— START OF RECORD LIST —

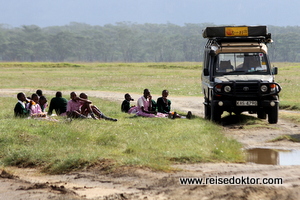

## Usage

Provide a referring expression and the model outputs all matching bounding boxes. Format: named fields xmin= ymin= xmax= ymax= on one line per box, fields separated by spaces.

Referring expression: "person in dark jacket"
xmin=48 ymin=91 xmax=68 ymax=115
xmin=14 ymin=92 xmax=29 ymax=117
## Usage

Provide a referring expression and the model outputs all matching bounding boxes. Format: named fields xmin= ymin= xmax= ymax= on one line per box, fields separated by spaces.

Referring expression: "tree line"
xmin=0 ymin=22 xmax=300 ymax=62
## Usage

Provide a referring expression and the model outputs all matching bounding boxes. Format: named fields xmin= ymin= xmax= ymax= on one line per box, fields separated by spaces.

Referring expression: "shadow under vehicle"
xmin=201 ymin=26 xmax=281 ymax=124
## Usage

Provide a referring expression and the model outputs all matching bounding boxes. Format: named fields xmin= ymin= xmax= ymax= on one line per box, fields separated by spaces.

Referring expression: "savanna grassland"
xmin=0 ymin=63 xmax=300 ymax=173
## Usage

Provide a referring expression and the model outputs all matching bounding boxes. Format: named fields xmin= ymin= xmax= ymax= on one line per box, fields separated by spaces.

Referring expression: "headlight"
xmin=215 ymin=84 xmax=222 ymax=92
xmin=224 ymin=85 xmax=231 ymax=92
xmin=260 ymin=85 xmax=268 ymax=92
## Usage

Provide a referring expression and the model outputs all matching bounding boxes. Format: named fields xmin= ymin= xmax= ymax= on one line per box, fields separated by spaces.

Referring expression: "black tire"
xmin=268 ymin=103 xmax=279 ymax=124
xmin=204 ymin=104 xmax=211 ymax=119
xmin=257 ymin=110 xmax=267 ymax=119
xmin=210 ymin=105 xmax=222 ymax=123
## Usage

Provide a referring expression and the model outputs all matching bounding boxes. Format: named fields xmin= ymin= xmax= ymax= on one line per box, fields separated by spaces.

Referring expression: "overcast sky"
xmin=0 ymin=0 xmax=300 ymax=27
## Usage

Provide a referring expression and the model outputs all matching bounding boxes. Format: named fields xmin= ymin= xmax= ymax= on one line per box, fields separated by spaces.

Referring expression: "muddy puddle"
xmin=247 ymin=148 xmax=300 ymax=165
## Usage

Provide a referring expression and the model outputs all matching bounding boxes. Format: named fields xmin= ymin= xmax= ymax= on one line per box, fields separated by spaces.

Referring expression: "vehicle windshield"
xmin=214 ymin=52 xmax=270 ymax=75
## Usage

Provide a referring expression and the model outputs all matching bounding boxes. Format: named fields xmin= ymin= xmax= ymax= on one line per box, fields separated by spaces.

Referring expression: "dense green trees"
xmin=0 ymin=22 xmax=300 ymax=62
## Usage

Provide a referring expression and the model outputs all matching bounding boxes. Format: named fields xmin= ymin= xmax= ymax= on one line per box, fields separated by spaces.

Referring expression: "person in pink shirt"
xmin=27 ymin=93 xmax=46 ymax=117
xmin=136 ymin=89 xmax=168 ymax=117
xmin=67 ymin=92 xmax=97 ymax=119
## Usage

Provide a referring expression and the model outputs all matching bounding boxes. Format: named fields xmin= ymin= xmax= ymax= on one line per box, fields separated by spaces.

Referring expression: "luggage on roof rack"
xmin=203 ymin=26 xmax=271 ymax=38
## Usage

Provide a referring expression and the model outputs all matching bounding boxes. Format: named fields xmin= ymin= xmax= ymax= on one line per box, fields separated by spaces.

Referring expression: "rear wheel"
xmin=268 ymin=102 xmax=279 ymax=124
xmin=204 ymin=104 xmax=211 ymax=119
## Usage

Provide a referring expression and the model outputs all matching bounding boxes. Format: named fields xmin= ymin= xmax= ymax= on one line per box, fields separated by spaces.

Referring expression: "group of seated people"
xmin=121 ymin=89 xmax=192 ymax=119
xmin=14 ymin=90 xmax=118 ymax=121
xmin=14 ymin=89 xmax=192 ymax=121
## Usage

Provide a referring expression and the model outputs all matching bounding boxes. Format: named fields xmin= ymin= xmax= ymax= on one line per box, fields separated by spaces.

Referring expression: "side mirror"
xmin=203 ymin=68 xmax=209 ymax=76
xmin=272 ymin=67 xmax=278 ymax=75
xmin=209 ymin=50 xmax=216 ymax=57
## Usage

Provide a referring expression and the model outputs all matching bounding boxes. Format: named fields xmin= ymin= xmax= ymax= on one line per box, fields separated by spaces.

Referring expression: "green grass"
xmin=0 ymin=63 xmax=201 ymax=96
xmin=0 ymin=97 xmax=244 ymax=174
xmin=275 ymin=63 xmax=300 ymax=110
xmin=0 ymin=63 xmax=300 ymax=173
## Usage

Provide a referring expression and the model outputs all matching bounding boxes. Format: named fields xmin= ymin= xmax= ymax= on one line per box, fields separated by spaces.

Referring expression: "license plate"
xmin=236 ymin=101 xmax=257 ymax=106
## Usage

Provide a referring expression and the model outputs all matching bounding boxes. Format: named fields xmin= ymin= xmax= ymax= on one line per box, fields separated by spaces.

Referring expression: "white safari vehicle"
xmin=201 ymin=26 xmax=281 ymax=124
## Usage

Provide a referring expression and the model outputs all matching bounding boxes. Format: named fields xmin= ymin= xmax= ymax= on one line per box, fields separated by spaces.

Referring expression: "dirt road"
xmin=0 ymin=89 xmax=300 ymax=200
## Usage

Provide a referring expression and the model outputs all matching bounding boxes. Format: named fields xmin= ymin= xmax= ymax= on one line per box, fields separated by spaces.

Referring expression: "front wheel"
xmin=268 ymin=102 xmax=279 ymax=124
xmin=210 ymin=105 xmax=222 ymax=122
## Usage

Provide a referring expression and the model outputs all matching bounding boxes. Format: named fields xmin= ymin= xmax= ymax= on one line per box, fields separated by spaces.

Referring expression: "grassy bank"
xmin=0 ymin=97 xmax=244 ymax=173
xmin=0 ymin=63 xmax=201 ymax=96
xmin=274 ymin=63 xmax=300 ymax=110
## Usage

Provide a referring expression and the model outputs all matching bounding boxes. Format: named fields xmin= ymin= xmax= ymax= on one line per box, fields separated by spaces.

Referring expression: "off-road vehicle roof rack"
xmin=203 ymin=26 xmax=272 ymax=43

— END OF RECORD LIST —

→ TASK DIRECTIONS
Pick out and copy every line above that contains the string "roof". The match is case-sensitive.

→ EXPECTED ANSWER
Referring expression: "luggage on roof rack"
Referring expression: "off-road vehicle roof rack"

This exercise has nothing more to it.